- [REQUEST]: Convert the items below into a two-column CSV with the headers "item_text" and "answer", one row per item, putting each field in double quotes and replacing any line breaks with spaces. Include every item, but leave the pictures out.

__________________________________________________

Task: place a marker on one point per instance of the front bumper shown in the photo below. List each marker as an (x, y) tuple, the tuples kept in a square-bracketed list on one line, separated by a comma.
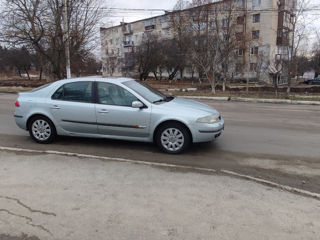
[(20, 121), (205, 132)]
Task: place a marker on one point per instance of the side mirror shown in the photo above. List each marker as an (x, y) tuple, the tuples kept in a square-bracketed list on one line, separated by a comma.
[(137, 104)]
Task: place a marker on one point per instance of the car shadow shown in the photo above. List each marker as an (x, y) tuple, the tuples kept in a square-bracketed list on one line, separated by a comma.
[(128, 146)]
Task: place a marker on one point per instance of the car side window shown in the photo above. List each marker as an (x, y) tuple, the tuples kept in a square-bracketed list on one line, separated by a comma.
[(111, 94), (74, 92)]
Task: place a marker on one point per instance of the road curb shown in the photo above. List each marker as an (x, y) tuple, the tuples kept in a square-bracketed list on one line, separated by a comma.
[(255, 100), (152, 164), (273, 184)]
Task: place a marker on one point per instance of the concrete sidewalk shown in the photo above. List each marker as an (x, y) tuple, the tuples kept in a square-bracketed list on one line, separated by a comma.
[(58, 197), (255, 100)]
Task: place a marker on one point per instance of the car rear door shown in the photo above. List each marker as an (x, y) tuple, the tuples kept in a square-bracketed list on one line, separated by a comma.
[(73, 108), (115, 114)]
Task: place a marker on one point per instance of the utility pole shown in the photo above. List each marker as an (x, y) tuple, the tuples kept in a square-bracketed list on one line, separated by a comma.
[(66, 37)]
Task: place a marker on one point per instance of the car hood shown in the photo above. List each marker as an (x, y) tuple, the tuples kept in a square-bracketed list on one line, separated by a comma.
[(190, 106)]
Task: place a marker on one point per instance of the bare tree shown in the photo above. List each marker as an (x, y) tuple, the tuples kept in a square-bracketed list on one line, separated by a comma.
[(298, 36), (147, 55), (38, 26), (215, 41)]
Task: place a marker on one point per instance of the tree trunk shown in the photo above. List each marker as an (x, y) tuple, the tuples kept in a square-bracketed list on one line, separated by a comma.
[(173, 74), (25, 69), (40, 74), (224, 85), (155, 75)]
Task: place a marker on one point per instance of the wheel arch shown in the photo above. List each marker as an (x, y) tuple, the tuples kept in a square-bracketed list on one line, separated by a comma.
[(168, 122), (39, 115)]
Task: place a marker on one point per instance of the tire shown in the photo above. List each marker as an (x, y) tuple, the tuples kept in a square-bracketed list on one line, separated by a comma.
[(42, 130), (173, 138)]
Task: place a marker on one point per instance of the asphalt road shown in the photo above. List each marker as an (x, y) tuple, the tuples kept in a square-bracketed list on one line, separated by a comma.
[(276, 142), (55, 197)]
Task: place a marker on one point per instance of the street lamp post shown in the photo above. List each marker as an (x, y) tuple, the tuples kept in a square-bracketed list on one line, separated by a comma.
[(66, 37)]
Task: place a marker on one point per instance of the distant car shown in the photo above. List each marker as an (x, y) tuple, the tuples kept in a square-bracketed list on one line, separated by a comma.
[(115, 108), (313, 81)]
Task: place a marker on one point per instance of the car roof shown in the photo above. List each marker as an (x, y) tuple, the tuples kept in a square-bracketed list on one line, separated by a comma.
[(98, 78)]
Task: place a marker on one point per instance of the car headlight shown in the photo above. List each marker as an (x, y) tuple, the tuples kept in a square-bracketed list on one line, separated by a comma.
[(210, 119)]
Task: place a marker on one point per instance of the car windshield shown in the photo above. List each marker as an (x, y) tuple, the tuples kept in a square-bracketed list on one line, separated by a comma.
[(147, 92)]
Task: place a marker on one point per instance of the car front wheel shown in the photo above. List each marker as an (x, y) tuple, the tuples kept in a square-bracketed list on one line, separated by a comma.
[(42, 130), (173, 138)]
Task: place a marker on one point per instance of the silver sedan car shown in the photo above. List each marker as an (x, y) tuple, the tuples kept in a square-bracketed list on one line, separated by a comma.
[(115, 108)]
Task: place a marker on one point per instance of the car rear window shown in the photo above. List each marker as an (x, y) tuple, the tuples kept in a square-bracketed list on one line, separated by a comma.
[(41, 87)]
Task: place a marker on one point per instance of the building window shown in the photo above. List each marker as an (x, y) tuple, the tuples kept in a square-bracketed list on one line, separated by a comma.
[(256, 34), (149, 22), (240, 20), (256, 3), (254, 50), (239, 67), (256, 18), (240, 52), (239, 3), (239, 36), (253, 66)]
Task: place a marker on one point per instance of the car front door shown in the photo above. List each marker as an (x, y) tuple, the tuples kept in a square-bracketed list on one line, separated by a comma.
[(73, 108), (115, 114)]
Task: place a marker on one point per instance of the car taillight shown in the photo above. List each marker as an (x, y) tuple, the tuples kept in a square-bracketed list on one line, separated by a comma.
[(17, 104)]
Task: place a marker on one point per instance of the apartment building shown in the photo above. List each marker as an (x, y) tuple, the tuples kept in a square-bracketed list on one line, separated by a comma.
[(268, 23)]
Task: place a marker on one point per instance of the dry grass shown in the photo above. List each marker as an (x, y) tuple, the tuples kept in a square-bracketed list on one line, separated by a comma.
[(14, 89)]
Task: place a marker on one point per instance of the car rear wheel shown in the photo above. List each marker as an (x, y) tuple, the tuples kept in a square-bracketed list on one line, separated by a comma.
[(42, 130), (173, 138)]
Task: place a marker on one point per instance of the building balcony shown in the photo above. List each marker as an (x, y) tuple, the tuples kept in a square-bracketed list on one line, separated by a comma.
[(282, 41), (150, 27), (128, 43)]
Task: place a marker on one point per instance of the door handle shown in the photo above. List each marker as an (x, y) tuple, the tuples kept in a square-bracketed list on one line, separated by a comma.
[(55, 107), (103, 111)]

__________________________________________________

- [WRITTEN SOLUTION]:
item_text,answer
"Task: place a marker on one point per instance of the front bumper shown in the photo below. List each marker as an (x, y) tuple, the tuples kept in a square-bracketed list on one line, separated by a comma.","[(20, 121), (205, 132)]"
"Task: place a marker on one point per instance of the side mirror shown in the photo above. List each marker as an (x, y) tuple, the tuples kept in a square-bracketed list on one line, separated by a comma.","[(137, 104)]"
"Task: place a marker on one point per instance of the car shadow shown in the photo above. List each marker as an (x, y) tuple, the tuples kept in a square-bracketed list on one line, separated by a comma.","[(128, 146)]"
"Task: place a marker on one point per instance of the car side window shown in the photo above. List each marker as an (x, y) tuple, the tuples kept in a square-bracketed list on one line, separated by a comma.","[(111, 94), (74, 92)]"
"Task: place a marker on one point per instance of the road curb shown in the photo above. List each marker as an (x, y) tuple, the tuples kept in a square-bracketed list on one line, separated by a comma.","[(255, 100), (152, 164), (273, 184)]"
"Task: place a marker on one point per instance of the concrete sidewalk shown in the photo above. List each marker as an (x, y) tuple, the tuples kept in a square-bracketed list on one line, separated by a comma.","[(58, 197), (255, 100)]"
"Task: place a marker on one point per instance of the car rear door shown in the photo above. List each marker as an (x, y) tuple, the tuples kept in a square-bracketed list on one line, separated by a comma.","[(73, 108), (115, 114)]"
"Task: place a marker on one point per instance of the utility pole shown in the photo above. List each marker as an (x, y) tuple, the tuples kept in a square-bracketed list on one line, separated by a comma.","[(66, 37)]"
"Task: place a marker on one point per instance of the car hood shown in the photo above. List each marker as an (x, y) tuple, the tuples kept in a square-bracketed list on one line, separated by a comma.","[(190, 106)]"
"Task: place a marker on one point per instance of the bare tree shown in the photo above. List each marker as an (x, y) tuple, the tuples kept in a square-bracketed list on one line, separated by a comma.","[(298, 36), (147, 55), (38, 26), (215, 41)]"
"Task: place a marker on one point per instance of the tree trunk shown in the photo above. List each marker as an (x, y) tuple, the tuples kept in a square-bracketed list on one line, separated by a comma.","[(173, 74), (25, 69), (40, 74), (224, 85), (155, 75)]"
"Task: place a marker on one point per instance of the wheel arch shown in the photo above. List each marker as an (x, y) tuple, the tuples kept in a square-bracketed list on one line, separated by a comma.","[(168, 122), (39, 115)]"
"Task: place a marker on one point per instance of the tire shown in the photo above. List each marker as an (x, y) tuple, the tuples kept in a square-bracketed list on one line, separated by a comma.","[(42, 130), (173, 138)]"
"Task: place a marker on one point per instance of the asphalt road shown in the photo above. List each marker as an (x, y) tuple, the tuples kept in a square-bracketed list on one line, separated by a comma.","[(276, 142), (55, 197)]"
"Task: place a marker on one point per instance of the street lamp post shown in the photo above. List each marker as an (x, y) tuple, the tuples kept in a square-bracketed list on one line, separated by a comma.","[(66, 37)]"
"Task: place a marker on one point per instance of the distant car shown in the photo above. List each marker as an (x, y) tuple, the tuples kept in a square-bracketed list on one line, separated by a comma.","[(115, 108), (313, 81)]"
"Task: place a marker on one point per instance of the car roof shown in the photo above. List each marker as an (x, y) tuple, the tuples kept in a square-bracketed list on one line, separated by a comma.","[(98, 78)]"
"Task: place a marker on one point per instance of the car headlight shown in the photo above. List each marker as an (x, y) tuple, the tuples kept in a square-bracketed list on one line, separated by a comma.","[(210, 119)]"
"Task: place a marker on one point per instance of the car windshield shown in the photo above. List each marker as an (x, y) tuple, the tuples kept in a square-bracketed list on one line, separated by a comma.","[(147, 92)]"
"Task: place a marker on one point per instance of the car front wheel shown in the photo above. List each marker as an (x, y) tuple, the tuples kept in a square-bracketed list on one line, separated by a comma.","[(42, 130), (173, 138)]"
"Task: place a marker on one point per instance of the silver sedan car shown in the photo above. List each marker as an (x, y) tuple, the tuples kept in a square-bracketed list on one line, separated by a comma.","[(115, 108)]"
"Task: place a marker on one point per instance of the car rear window shown in the photo above. List each marker as an (x, y) tuple, the tuples kept in a square-bracketed list on one line, separated by a comma.","[(41, 87)]"
"Task: place a marker on one point per instance of the building window shown in the photo above. List each marker as an (x, y) tuple, the tuples kept in a square-bracketed list on one line, separated by a comma.","[(256, 34), (149, 22), (240, 20), (256, 3), (254, 50), (239, 67), (256, 18), (240, 52), (239, 3), (239, 36), (253, 66)]"
"Task: place a marker on one point per instance of the car front door shown in the photo above. List each marker as an (x, y) tuple, the tuples kept in a square-bracketed list on one line, separated by a comma.","[(73, 108), (115, 114)]"
"Task: place a marker on one point per instance of the car taillight shown in the photo above. List each marker as an (x, y) tuple, the tuples kept in a square-bracketed list on one line, separated by a comma.","[(17, 104)]"
"Task: place a marker on one point per instance of the apartment building shown in the photo above. List each marker as an (x, y) tuple, the tuples kept in a square-bracketed list on one line, separated by a comma.","[(268, 23)]"
"Task: place a marker on one point per instance of the dry grass shown in the photo above. List each marker as an (x, y) tuple, the tuples kept in a square-bracketed list on one line, separated by a comma.","[(14, 89)]"
"Task: place a marker on one point per instance of the car rear wheel shown in the photo above. List each marker as an (x, y) tuple, the tuples kept in a square-bracketed list on one line, separated by a comma.","[(42, 130), (173, 138)]"
"Task: place a marker on one point per instance of the building balcony shown in the photo above. List each marker as an (x, y) tuple, the tuples kept in a square-bracketed list on one line, separated by a comma.","[(282, 41), (150, 27), (128, 43)]"
"Task: place a marker on one point per instance of the door handle shown in the photo above. List each marker as an (x, y) tuple, the tuples kept in a square-bracketed list on one line, separated by a comma.","[(55, 107), (103, 111)]"